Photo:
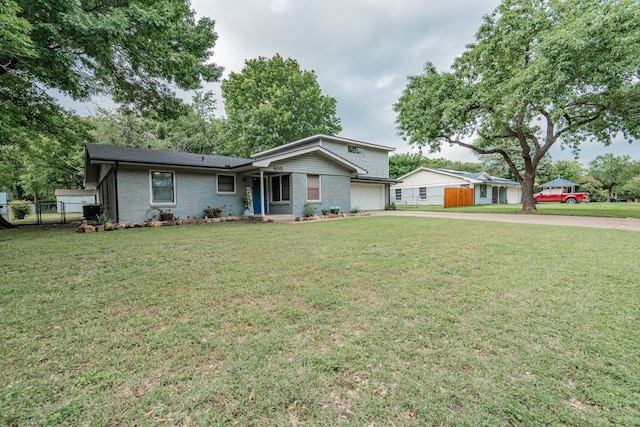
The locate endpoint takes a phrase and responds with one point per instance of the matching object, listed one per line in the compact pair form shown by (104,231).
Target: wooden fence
(454,197)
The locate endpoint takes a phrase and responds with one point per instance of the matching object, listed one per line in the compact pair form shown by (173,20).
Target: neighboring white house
(73,200)
(425,186)
(4,210)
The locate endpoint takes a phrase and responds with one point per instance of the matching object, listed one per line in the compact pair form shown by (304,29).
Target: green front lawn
(361,321)
(602,209)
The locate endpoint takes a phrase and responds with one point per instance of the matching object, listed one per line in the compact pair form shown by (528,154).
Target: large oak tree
(273,101)
(136,52)
(539,72)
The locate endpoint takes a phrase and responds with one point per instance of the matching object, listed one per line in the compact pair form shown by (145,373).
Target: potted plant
(166,215)
(247,202)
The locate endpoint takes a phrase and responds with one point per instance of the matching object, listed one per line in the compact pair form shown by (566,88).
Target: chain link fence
(50,213)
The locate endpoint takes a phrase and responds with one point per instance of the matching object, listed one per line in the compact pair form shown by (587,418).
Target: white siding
(367,197)
(310,163)
(374,161)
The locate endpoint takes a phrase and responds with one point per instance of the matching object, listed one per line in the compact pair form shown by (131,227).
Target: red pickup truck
(558,195)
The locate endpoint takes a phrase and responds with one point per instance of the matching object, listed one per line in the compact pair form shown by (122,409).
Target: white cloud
(361,50)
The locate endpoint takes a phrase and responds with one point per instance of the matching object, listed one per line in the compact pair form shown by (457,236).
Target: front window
(162,187)
(226,184)
(313,187)
(355,149)
(280,188)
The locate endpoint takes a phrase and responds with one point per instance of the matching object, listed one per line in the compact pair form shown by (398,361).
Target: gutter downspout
(262,195)
(115,190)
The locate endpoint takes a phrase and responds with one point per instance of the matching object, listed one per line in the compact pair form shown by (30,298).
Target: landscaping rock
(86,228)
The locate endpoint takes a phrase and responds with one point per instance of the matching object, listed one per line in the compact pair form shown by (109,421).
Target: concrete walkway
(630,224)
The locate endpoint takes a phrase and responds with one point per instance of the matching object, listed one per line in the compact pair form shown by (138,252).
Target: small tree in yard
(540,71)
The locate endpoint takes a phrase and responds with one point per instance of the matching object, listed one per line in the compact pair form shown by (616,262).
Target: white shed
(426,186)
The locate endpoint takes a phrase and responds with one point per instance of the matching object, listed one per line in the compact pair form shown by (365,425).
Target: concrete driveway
(630,224)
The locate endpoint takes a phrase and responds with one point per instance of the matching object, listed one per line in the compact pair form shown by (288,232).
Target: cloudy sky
(361,52)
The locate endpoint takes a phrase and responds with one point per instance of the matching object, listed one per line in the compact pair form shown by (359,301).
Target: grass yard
(361,321)
(601,209)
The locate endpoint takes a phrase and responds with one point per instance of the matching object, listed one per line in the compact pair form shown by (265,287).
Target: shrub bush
(20,208)
(309,209)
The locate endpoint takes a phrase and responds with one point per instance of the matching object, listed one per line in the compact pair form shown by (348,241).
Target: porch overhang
(267,161)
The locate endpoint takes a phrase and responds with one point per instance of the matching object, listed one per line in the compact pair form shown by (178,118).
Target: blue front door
(256,196)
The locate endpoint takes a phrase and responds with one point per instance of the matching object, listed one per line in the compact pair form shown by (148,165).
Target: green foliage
(20,208)
(136,52)
(14,33)
(632,188)
(272,102)
(195,131)
(540,71)
(309,209)
(613,171)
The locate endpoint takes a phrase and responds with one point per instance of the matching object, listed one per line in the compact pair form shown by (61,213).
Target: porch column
(262,195)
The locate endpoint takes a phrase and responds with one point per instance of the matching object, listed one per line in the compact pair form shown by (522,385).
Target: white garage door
(367,197)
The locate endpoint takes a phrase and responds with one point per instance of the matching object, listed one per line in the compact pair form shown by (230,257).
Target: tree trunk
(4,223)
(528,202)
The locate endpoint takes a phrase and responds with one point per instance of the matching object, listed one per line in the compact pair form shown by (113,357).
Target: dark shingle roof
(114,153)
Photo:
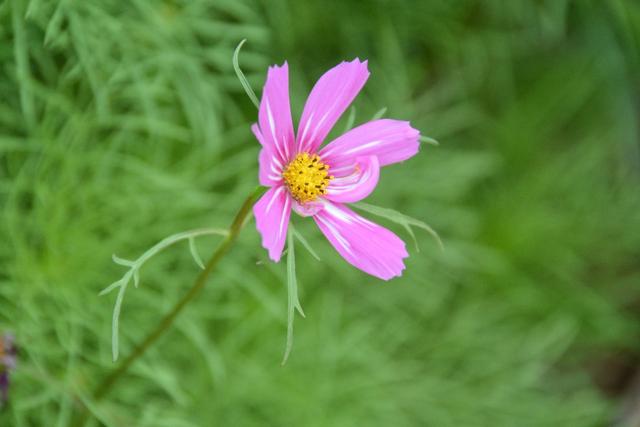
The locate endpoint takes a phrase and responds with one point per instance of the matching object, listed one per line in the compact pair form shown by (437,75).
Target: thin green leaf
(122,261)
(293,303)
(379,113)
(306,244)
(399,218)
(243,80)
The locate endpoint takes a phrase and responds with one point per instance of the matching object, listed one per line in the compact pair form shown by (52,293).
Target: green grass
(123,122)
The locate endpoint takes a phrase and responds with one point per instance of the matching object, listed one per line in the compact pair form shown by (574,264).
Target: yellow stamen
(306,177)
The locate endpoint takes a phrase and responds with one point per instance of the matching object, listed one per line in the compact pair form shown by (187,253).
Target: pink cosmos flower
(317,182)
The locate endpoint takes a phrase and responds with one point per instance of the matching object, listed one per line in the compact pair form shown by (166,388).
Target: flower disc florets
(307,177)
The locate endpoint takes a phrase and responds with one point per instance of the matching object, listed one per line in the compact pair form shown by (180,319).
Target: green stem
(165,324)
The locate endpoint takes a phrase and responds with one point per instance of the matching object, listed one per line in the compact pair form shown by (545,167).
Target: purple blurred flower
(8,356)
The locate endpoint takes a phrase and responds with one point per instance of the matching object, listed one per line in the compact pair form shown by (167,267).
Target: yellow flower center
(306,177)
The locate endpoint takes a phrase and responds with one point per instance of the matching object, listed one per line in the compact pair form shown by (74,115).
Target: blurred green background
(122,122)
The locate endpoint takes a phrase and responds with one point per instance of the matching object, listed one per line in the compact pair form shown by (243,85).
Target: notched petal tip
(364,244)
(272,214)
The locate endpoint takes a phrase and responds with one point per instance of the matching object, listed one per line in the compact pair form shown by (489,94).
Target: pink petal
(272,214)
(270,171)
(330,96)
(391,140)
(367,246)
(354,187)
(274,115)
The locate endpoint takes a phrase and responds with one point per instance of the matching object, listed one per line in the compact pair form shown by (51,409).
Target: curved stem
(107,384)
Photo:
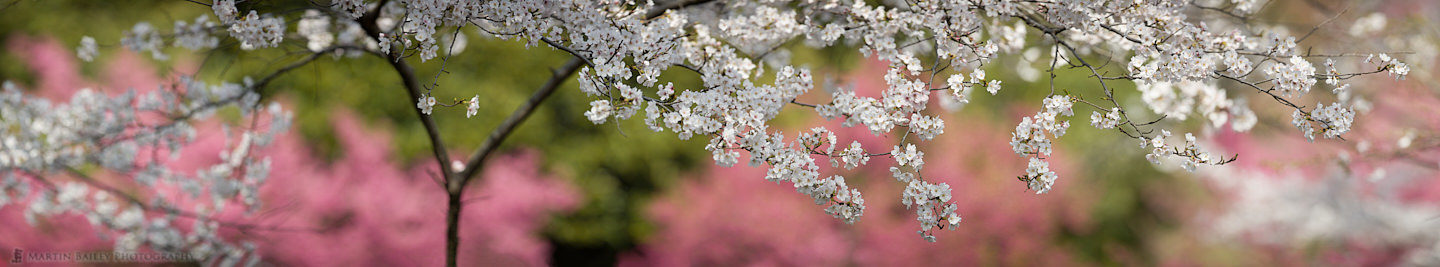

------------------------------------------------------------

Render these lines as a numbered list, leaving out blank lines and the pictures.

1. Photo:
2. The locate endpoint takes a phrase and responds with one point per instance of the matching object, listed one per line in the compact pair form shown by (104,231).
3. Target: wooden fence
4. (454,197)
5. The locate endpoint takes a phrase and responds with one point per instance of the matching object, listed one per line in the compact pair form shown by (173,20).
6. Target: neighboring white house
7. (73,200)
8. (425,186)
9. (4,210)
10. The locate endpoint takes a phrase and responds with one point per instance of the matching object, listed one per line in the compact pair form shown by (304,29).
11. Target: green front lawn
12. (361,321)
13. (602,209)
14. The locate endpoint takes a phrase and responds with one point per instance of the matching object, listed one per line in the compact pair form shown by (528,154).
15. Target: large oak tree
16. (273,101)
17. (136,52)
18. (539,72)
19. The locate endpoint takes a phrase and responds with one point per instance of the matching object, listed one per line in the compact pair form shown by (145,373).
20. Target: potted plant
21. (166,215)
22. (247,202)
23. The locate endpoint takes a phrase and responds with one point per instance of the matching object, listed one per line in the compact pair form shown by (566,88).
24. Target: chain link fence
25. (50,213)
26. The locate endpoint takes a phrase and responds with one point per instance of the matching object, listed one per line in the compact pair form shown by (587,418).
27. Target: white siding
28. (367,197)
29. (310,163)
30. (374,161)
31. The locate endpoint takes a phrase and responds with one point per instance of the matching object, listed one per line in the compact pair form shown by (131,227).
32. Target: red pickup truck
33. (558,195)
34. The locate endpoint takes a phrase and responds with one point per instance of the matching object, listed one per line in the compact pair form shown by (122,409).
35. Target: white cloud
36. (361,50)
37. The locate endpoint takes a phrase and responds with one point per instance of the matching object, listed one per line in the compact pair form shown by (457,236).
38. Target: front window
39. (162,187)
40. (226,184)
41. (313,187)
42. (355,149)
43. (280,188)
44. The locate endpoint takes a phrase and responds with one point per instance of the matching object, listed one per line in the compact pair form shown by (398,361).
45. Target: gutter downspout
46. (262,195)
47. (115,190)
48. The locate endpoint takes a phrase and responds with one point per instance of the matching object, listed one per line in the compact pair form shown by (30,298).
49. Target: landscaping rock
50. (86,228)
51. The locate endpoint takes a phrase and responds with one point per instance of the matching object, listed one per line in the compact pair form shown by (109,421).
52. Target: concrete walkway
53. (630,224)
54. The locate endpoint takes a phrase and responds with one point per instance of the matching object, listed one per line in the compact pair form shown by (138,252).
55. Target: small tree in yard
56. (540,71)
57. The locate endpoint takes a phrase and responds with one point per instance of the matching object, listed one per line in the compact pair form shown by (616,262).
58. Target: white shed
59. (426,186)
60. The locate endpoint takes a phrase and responds with one point per instance of the matching object, listed one per line in the compact pair form shown by (365,425).
61. Target: concrete driveway
62. (630,224)
63. The locate endpoint takes a phrase and responds with one point per instance of the matching object, listed one per line in the compact pair form shown by (288,232).
64. Target: cloudy sky
65. (361,52)
66. The locate endpoint takes a phrase and responds with one point per instance of the matching object, listed one per line in the compact pair form shown by (359,301).
67. Target: grass yard
68. (361,321)
69. (601,209)
70. The locate endpoint takes a phrase and responds with one point per instance of the matching object, listed one per line in the compact pair form shown by (265,287).
71. Target: shrub bush
72. (20,208)
73. (309,209)
74. The locate endpoint takes a phrase and responds with one point per instance of the matching object, listed one per line in the compact pair form shown by (348,241).
75. Target: porch overhang
76. (267,161)
77. The locate endpoint takes a phrase and responds with one point per instance of the matching object, listed one per line in the compact pair form shown by (178,118).
78. Target: blue front door
79. (256,196)
80. The locate endpoint takes a phrase and responds with one point per instance of the matching object, listed one per line in the compact pair form shown by (148,165).
81. Target: green foliage
82. (20,208)
83. (136,52)
84. (14,33)
85. (632,188)
86. (272,102)
87. (195,131)
88. (540,71)
89. (309,209)
90. (613,171)
91. The locate endpoint takes a phrase and responds with one point per instance of the matching object, listed one per line in the compact pair form shown by (61,213).
92. Target: porch column
93. (262,195)
94. The locate endpoint takes a phrase and responds with one point per instance of the matching object, listed one per line in the compact pair form shown by (522,385).
95. Target: white garage door
96. (367,197)
97. The locate endpoint takes a phrase and responds with one point per instance of the matching object, listed one per line in the compact pair form shown by (230,257).
98. Target: tree trunk
99. (4,223)
100. (528,202)
101. The locate endpoint takes a phrase and responds with one point per instance of the matching object, listed one per line in the compact pair form shown by (113,357).
102. Target: dark shingle roof
103. (114,153)
104. Photo:
105. The locate endpoint takes a phrase and responds with one point per instance of the matching object, listed one per line in the compact pair form shown by (437,75).
106. Target: thin green leaf
107. (122,261)
108. (293,303)
109. (379,113)
110. (306,244)
111. (399,218)
112. (243,80)
113. The locate endpoint takes a phrase and responds with one point per instance of the matching object, listed one per line in the compact pair form shown by (52,293).
114. Target: green grass
115. (123,122)
116. The locate endpoint takes a phrase and responds with one point per instance of the matching object, listed one per line in the compact pair form shown by (574,264).
117. Target: yellow stamen
118. (306,177)
119. The locate endpoint takes a phrase and responds with one point per instance of the matching object, listed one per line in the compact pair form shown by (187,253).
120. Target: pink cosmos flower
121. (317,182)
122. The locate endpoint takes a phrase and responds with one point per instance of the matching object, listed one per line in the compact pair form shown by (166,388).
123. Target: flower disc florets
124. (307,177)
125. The locate endpoint takes a phrase and responds with one point per instance of the matching object, listed one per line in the compact pair form shown by (180,319).
126. Target: green stem
127. (165,324)
128. The locate endpoint takes a phrase and responds with one point per instance of the matching object, listed one per line in the compact pair form shown by (545,167).
129. Target: purple blurred flower
130. (8,356)
131. The locate endpoint takes a phrase and responds with one point per instance of the matching object, listed one per line in the compact pair form shown by (167,267).
132. Target: yellow flower center
133. (306,177)
134. The locate endpoint takes a phrase and responds with one point per instance of the matching object, listed one per line in the compact pair form shown by (74,115).
135. Target: blurred green background
136. (122,122)
137. The locate endpoint takes a phrase and responds with one point per instance of the matching object, listed one per line in the compact pair form shown by (243,85).
138. Target: notched petal tip
139. (364,244)
140. (272,214)
141. The locate endpoint takes a phrase and responds with one point per instance of the matching object, listed one per line in the compact pair form shown by (489,94).
142. Target: pink petal
143. (272,214)
144. (270,171)
145. (330,96)
146. (391,140)
147. (367,246)
148. (354,187)
149. (274,115)
150. The locate endpoint takes a phrase and responds with one point per instance of the matching object, listed one per line in the compact pair form shown by (51,409).
151. Target: curved stem
152. (107,384)
153. Photo:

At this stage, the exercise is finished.